**Conjunto de tarefas**
1 > Segundo o texto sobre ser ou não ser crente, qual é a nacionalidade da escritora entrevistada no programa de rádio?
2 > Reproduza fielmente, do texto sobre ser ou não ser crente, todo o trecho desde "Tuesday, November 15, 2005" até "da palavra crente.".

**Texto de leitura**
------------------------------------------------------------------------

Tuesday, November 15, 2005

SER OU NÃO SER CRENTE

-É crente?
Uma pergunta que ouvi ainda hoje, naquela estação de rádio que sempre tomo como alternativa à confrangedora mediocridade das nossas emissoras, dos canais, todos os canais da nossa televisão… mas também o entrevistador deste programa, pretensamente cultural, achou que devia informar-se sobre a crença, ou ausência dela, no caso do seu entrevistado, ou entrevistada, porque se tratava de uma senhora, uma escritora espanhola que entrou na moda da literatura disfémica, que está a ser uma autêntica mina de ouro para as editoras.
A senhora respondeu como geralmente respondem os que tomam a sério essa pergunta, sem, no entanto se preocuparem com o essencial, que, em meu entender, seria o de esclarecer o verdadeiro significado da palavra crente.
Muito preocupada com a sua imagem, evitando uma resposta que despertasse nos “crentes” a suspeita de que não nutria respeito por eles, mas fornecendo ao entrevistador elementos suficientes para não a incluir entre aqueles que no fundo despreza.

------------------------------------------------------------------------

**Dados registrados**
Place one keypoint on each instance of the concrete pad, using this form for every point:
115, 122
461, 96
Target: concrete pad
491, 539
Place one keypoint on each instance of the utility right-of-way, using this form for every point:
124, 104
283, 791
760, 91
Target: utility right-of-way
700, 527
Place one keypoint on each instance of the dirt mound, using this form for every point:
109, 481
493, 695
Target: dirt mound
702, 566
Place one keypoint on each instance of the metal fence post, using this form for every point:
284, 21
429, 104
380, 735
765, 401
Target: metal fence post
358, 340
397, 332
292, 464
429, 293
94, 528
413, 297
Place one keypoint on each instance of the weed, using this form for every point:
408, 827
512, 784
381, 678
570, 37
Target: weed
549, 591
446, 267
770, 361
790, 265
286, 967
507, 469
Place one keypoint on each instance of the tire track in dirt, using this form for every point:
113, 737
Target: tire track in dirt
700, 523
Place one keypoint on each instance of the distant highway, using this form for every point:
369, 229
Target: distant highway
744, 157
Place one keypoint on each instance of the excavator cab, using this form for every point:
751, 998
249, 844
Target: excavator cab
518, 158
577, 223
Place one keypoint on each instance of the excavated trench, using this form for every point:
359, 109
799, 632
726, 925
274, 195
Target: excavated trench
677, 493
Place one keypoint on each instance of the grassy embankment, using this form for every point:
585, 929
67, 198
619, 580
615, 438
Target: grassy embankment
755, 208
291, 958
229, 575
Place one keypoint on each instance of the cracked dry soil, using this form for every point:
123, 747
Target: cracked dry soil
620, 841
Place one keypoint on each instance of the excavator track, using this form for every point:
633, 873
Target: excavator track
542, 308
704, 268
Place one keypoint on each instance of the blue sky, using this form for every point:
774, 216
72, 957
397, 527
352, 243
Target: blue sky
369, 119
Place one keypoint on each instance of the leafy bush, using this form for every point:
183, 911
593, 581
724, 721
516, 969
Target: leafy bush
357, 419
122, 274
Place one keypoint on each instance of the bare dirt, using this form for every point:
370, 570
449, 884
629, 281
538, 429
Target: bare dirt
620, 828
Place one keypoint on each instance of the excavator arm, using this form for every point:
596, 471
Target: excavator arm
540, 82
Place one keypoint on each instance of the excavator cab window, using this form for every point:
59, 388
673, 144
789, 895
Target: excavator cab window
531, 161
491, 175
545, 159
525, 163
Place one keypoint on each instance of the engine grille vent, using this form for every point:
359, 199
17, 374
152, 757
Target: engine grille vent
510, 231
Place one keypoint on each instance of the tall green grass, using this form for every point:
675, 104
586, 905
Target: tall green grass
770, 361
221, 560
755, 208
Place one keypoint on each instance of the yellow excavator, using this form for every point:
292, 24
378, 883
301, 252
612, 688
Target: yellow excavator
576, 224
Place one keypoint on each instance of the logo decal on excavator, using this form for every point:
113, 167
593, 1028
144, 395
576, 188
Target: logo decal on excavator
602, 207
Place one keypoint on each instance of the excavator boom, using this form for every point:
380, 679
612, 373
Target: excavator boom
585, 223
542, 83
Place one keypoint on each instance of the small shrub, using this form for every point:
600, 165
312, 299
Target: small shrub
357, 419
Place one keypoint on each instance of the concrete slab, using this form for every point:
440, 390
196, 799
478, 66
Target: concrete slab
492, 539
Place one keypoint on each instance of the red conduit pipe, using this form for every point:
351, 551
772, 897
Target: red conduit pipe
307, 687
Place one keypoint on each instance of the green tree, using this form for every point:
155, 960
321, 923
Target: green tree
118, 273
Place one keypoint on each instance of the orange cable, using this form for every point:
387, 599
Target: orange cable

------------------------------------------------------------------------

**Respostas finais**
1 > Espanhola.

2 >
Tuesday, November 15, 2005

SER OU NÃO SER CRENTE

-É crente?
Uma pergunta que ouvi ainda hoje, naquela estação de rádio que sempre tomo como alternativa à confrangedora mediocridade das nossas emissoras, dos canais, todos os canais da nossa televisão… mas também o entrevistador deste programa, pretensamente cultural, achou que devia informar-se sobre a crença, ou ausência dela, no caso do seu entrevistado, ou entrevistada, porque se tratava de uma senhora, uma escritora espanhola que entrou na moda da literatura disfémica, que está a ser uma autêntica mina de ouro para as editoras.
A senhora respondeu como geralmente respondem os que tomam a sério essa pergunta, sem, no entanto se preocuparem com o essencial, que, em meu entender, seria o de esclarecer o verdadeiro significado da palavra crente.